- [Exercise set]:
• 1. Answer each question using the reader's question below. Mark your answers (a), (b), and (c).
(a) How old is the couple's daughter, and how many times has she been married?
(b) Under the couple's wills, to whom does everything ultimately pass in trust?
(c) What do bank trust departments say they would charge to handle things for the couple?
• 2. List every family member of the writer mentioned in the reader's question below.
• 3. Rewrite the paragraph of the reader's question below that begins "We have wills that leave everything" as a brief bulleted list, keeping its main facts.

Question: Although my wife and I know that we should begin planning for possible incapacity, we are concerned about several things. Our daughter, age 50, has been married four times, and her husband latest is an alcoholic. We have bailed her out financially many times. Our son, age 45, has only been married once, but both he and his wife are financially irresponsible spendthrifts and have gone bankrupt twice.

We have wills that leave everything to each other and then in trust to our six grandchildren because this is the only way we know they will get anything. But we are worried about being taken care of should we become incapacitated. Although we know we need powers of attorney, we do not want to give either of our children access to our money because they will spend it all on themselves, not on us, and there will be nothing left for our grandchildren.

Since we don't have a lot of money, we are not attractive to bank trust departments which say they will handle things for us at a charge of five percent of our assets per year. What are our options?

- [Source material]:
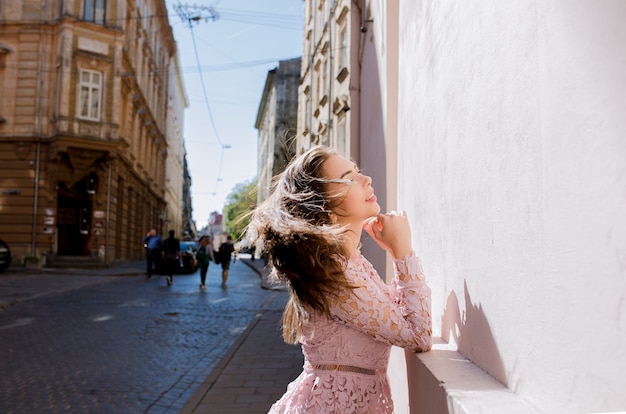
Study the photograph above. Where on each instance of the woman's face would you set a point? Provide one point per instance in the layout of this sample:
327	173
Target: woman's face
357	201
...
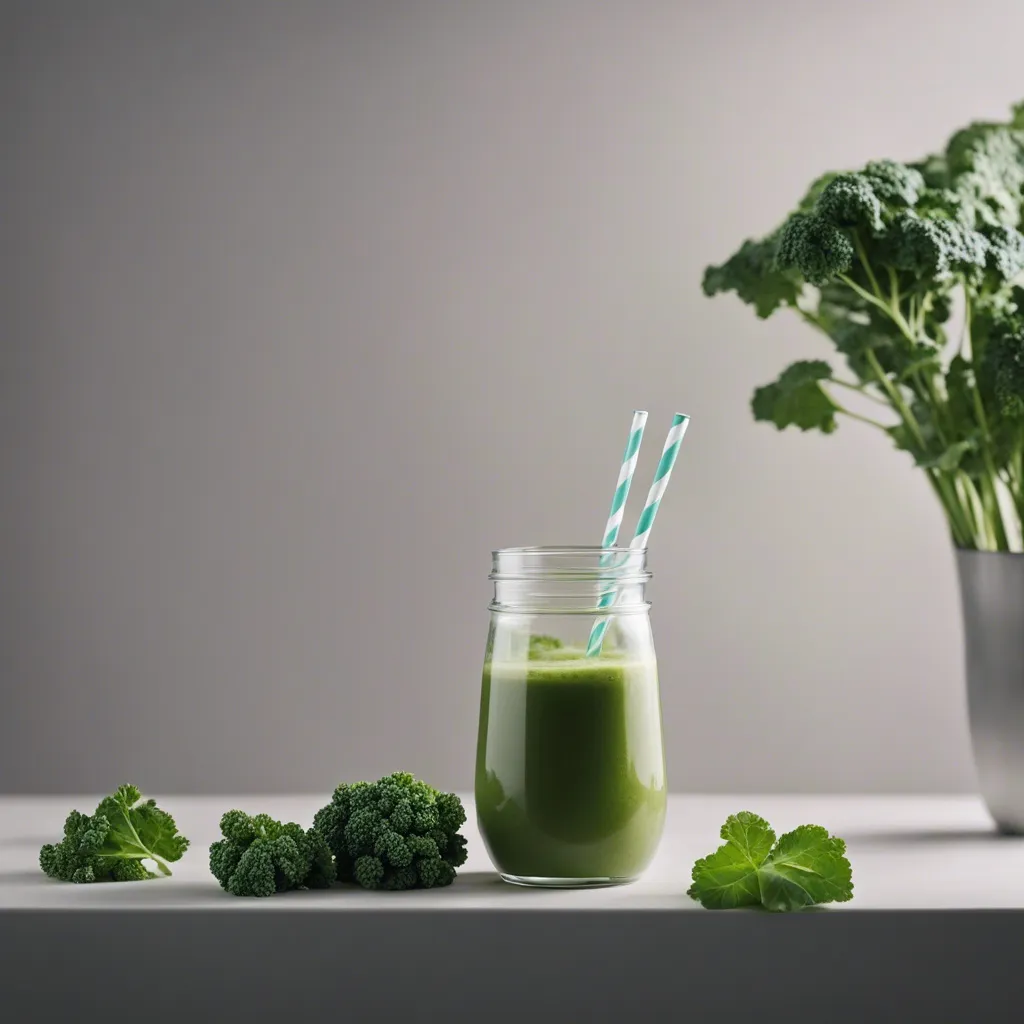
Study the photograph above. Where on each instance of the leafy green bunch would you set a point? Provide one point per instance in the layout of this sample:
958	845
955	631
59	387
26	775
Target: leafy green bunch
---
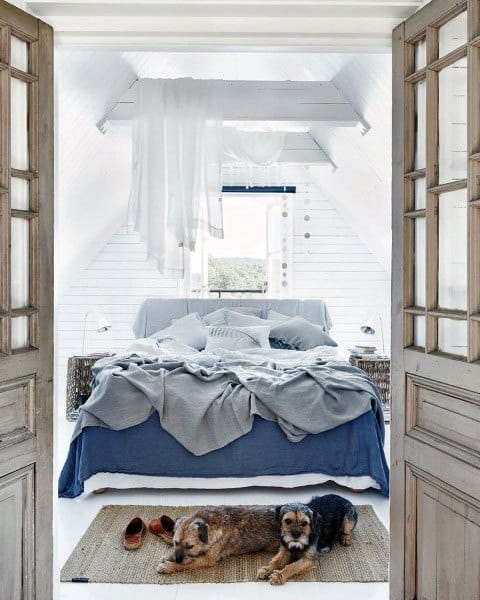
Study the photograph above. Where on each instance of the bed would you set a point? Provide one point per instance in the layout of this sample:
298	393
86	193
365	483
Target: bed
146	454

- [Answers by item number]:
• 1.
(a) She is 50 and has been married four times.
(b) To their six grandchildren.
(c) Five percent of their assets per year.

• 2.
- Wife
- Daughter
- Daughter's husband
- Son
- Son's wife
- Six grandchildren

• 3.
- The couple's wills leave everything to each other, then in trust to their six grandchildren, the only way they know the grandchildren will get anything.
- They worry about their care if they become incapacitated.
- They know they need powers of attorney but do not want either child to have access to their money.
- They fear the children would spend it on themselves rather than on the couple, leaving nothing for the grandchildren.